### Exercise requirements
Repeat the records in full, exactly.

### Supplied material
━━━━━━━━━━━━━━━━━━━━

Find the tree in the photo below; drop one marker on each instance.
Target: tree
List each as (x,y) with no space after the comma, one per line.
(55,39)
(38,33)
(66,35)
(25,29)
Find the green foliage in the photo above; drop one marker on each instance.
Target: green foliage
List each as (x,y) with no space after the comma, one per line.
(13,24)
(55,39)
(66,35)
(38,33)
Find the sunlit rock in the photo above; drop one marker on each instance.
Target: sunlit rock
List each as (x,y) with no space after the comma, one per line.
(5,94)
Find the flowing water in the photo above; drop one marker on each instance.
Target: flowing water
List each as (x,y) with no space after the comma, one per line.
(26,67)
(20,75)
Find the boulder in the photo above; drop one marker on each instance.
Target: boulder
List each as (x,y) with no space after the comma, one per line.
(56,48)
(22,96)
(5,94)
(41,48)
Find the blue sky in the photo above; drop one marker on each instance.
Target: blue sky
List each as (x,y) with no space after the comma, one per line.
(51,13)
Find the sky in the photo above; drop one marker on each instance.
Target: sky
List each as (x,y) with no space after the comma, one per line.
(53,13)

━━━━━━━━━━━━━━━━━━━━

### Task answer
Find the tree in the photo below; drop one marker on each instance.
Target: tree
List each as (x,y) with no space after the comma, one per line.
(55,39)
(38,33)
(66,35)
(25,29)
Find the green foliage in the photo above; drop one marker on each instance.
Target: green foliage
List each as (x,y) with no space after the comma, one per line.
(13,24)
(55,39)
(66,35)
(38,33)
Find the sunlit rock in the photo above; drop one marker on each instance.
Target: sunlit rock
List each as (x,y) with no space after the comma, one per line.
(5,94)
Find the flowing water in the photo above; drop one marker on each instance.
Target: flowing water
List each as (x,y) with no space after the comma, one per line.
(26,67)
(20,75)
Find the boulder in the photo above; drop one marker on each instance.
Target: boulder
List each as (x,y) with no space after the comma, one per line.
(56,48)
(22,96)
(5,94)
(41,48)
Find the blue sky in the photo above; drop one marker on each instance.
Target: blue sky
List each as (x,y) with no space after the comma, one per line.
(51,13)
Find the sky in the photo above; drop one marker on each instance.
Target: sky
List each as (x,y) with no space after the comma, one per line.
(53,13)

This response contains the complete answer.